20 DE MARZO DÍA INTERNACIONAL DE LA FELICIDAD


Proclamado por la Asamblea General de Naciones Unidas en junio de 2012, 
celebramos hoy el día de la felicidad.



La felicidad es un asunto de la moral, analizado desde antiguo en los tratados de ética por los filósofos epicúreos, estoicos y aristotélicos y presentándose hoy, muy abreviadamente, bajo la influencia de kantianos, utilitaristas y pragmatistas. Pero, de hecho, y para ello no nos hacen falta importantes teorías, coincidimos en que todos queremos ser felices y hacemos cosas, del modo que sea, para conseguirlo. La cuestión está en analizar si lo conseguimos o no, a pesar de las apariencias, y si hay unos modos mejores que otros para conseguirlo.
El Pequeño Espasa nos dice que la felicidad es un “estado de ánimo que se complace en la posesión de un bien” y produce satisfacción, gusto, contento. La Enciclopedia Oxford nos advierte que “sentirse feliz”, (“The state of being happy”), está fundamentado en el desarrollo de las potencialidades humanas, especialmente en la razón, propio del eudemonismo aristotélico y distinto del utilitarismo hedonista, (S. Mill, J. Bentham), aunque éstos juzguen los placeres más por su cualidad, (intelecto, sentimientos, virtudes), que por la cantidad. El diccionario de María Moliner la define como una situación del ser que en su vida hace lo que desea, y la relaciona, como el diccionario Espasa de Sinónimos, con la alegría de vivir, el optimismo, el gozo, la satisfacción, el bien, la prosperidad, el agrado, el bienestar, la comodidad, la bonanza, etc., suponiendo que es eso lo que deseamos. Heraldo de Aragón va ofreciendo periódicamente artículos sobre la felicidad: el 31 de enero de 2014, “Ser infeliz es un hábito y por eso es más fácil que ser feliz”; el 4 de febrero, un reportaje sobre el Laboratorio de la Felicidad creado por una Universidad zaragozana; el 12 de febrero, “La felicidad no viaja en ferrocarril. Un cambio en la actitud de los ciudadanos es indispensable…”. Por otra parte, algunos moralistas contemporáneos relacionan la vida feliz de cada persona con la justicia de la sociedad, aunque sea con matices.
¿Cuál es el camino para lograr la felicidad? “Cuanto con mayor afán se va hacia ella, más de ella se aleja si se equivocó el camino… Busquemos lo que es mejor… no lo que es más socorrido y usual…“, nos recomienda el cordobés Séneca y concluye “el bien del alma hállele el alma”. Es decir, la felicidad es cuestión del “alma”, de decidir bien, de obrar bien, pero no de tener cosas, no de consumismo, no de diversión a ultranza y menos de corrupción, de engaño, de abusos, que es lo que nuestra sociedad nos está haciendo creer que es el estado de bienestar. Sin duda son necesarias sin discusión la salud, el alimento, el trabajo, la casa, etc. Pero si no hay, además, desarrollo personal, crecimiento del “alma”, todo nos lleva a la infelicidad, como podemos ver en los desastres vitales en los que la reciente crisis nos ha metido, al perderse el tener, (colapso económico), y fallar el ser, (escaso nivel de educación, de crecimiento espiritual, de interioridad, de fortaleza personal).

[Extractos del conjunto de datos sobre señalar objetos]
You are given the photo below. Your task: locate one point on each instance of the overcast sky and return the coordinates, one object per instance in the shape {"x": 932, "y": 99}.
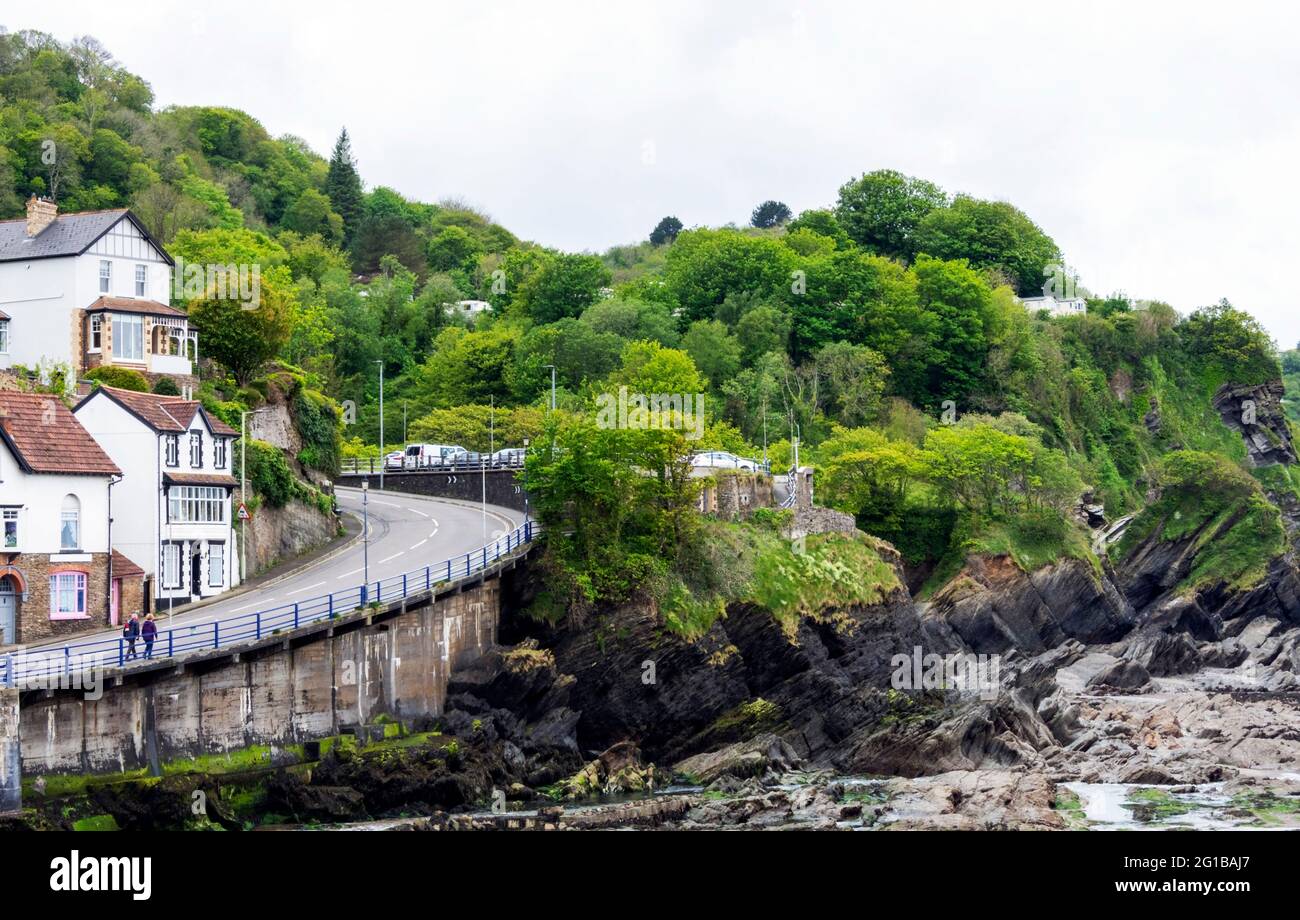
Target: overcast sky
{"x": 1157, "y": 144}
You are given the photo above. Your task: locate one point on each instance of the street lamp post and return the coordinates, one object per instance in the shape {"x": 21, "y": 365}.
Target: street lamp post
{"x": 243, "y": 490}
{"x": 365, "y": 537}
{"x": 384, "y": 456}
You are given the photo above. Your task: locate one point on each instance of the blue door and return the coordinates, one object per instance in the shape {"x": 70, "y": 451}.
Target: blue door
{"x": 8, "y": 613}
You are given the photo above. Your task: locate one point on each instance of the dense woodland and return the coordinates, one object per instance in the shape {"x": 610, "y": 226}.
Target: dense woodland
{"x": 884, "y": 330}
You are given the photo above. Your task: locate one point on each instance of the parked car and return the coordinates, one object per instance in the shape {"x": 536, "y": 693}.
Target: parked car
{"x": 723, "y": 460}
{"x": 420, "y": 456}
{"x": 508, "y": 456}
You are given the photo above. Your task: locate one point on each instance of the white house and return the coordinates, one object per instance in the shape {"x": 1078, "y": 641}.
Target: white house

= TAREAS DEL EJERCICIO =
1. Según el texto sobre el Día Internacional de la Felicidad, ¿en qué mes y año lo proclamó la Asamblea General de Naciones Unidas?
2. Transcribe del texto sobre el Día Internacional de la Felicidad el pasaje que se abre con las palabras "20 DE MARZO" y se cierra con "otros para conseguirlo.".
Las filas no hacen falta para nada.

= RESPUESTAS =
1. En junio de 2012.

2.
20 DE MARZO DÍA INTERNACIONAL DE LA FELICIDAD


Proclamado por la Asamblea General de Naciones Unidas en junio de 2012, 
celebramos hoy el día de la felicidad.



La felicidad es un asunto de la moral, analizado desde antiguo en los tratados de ética por los filósofos epicúreos, estoicos y aristotélicos y presentándose hoy, muy abreviadamente, bajo la influencia de kantianos, utilitaristas y pragmatistas. Pero, de hecho, y para ello no nos hacen falta importantes teorías, coincidimos en que todos queremos ser felices y hacemos cosas, del modo que sea, para conseguirlo. La cuestión está en analizar si lo conseguimos o no, a pesar de las apariencias, y si hay unos modos mejores que otros para conseguirlo.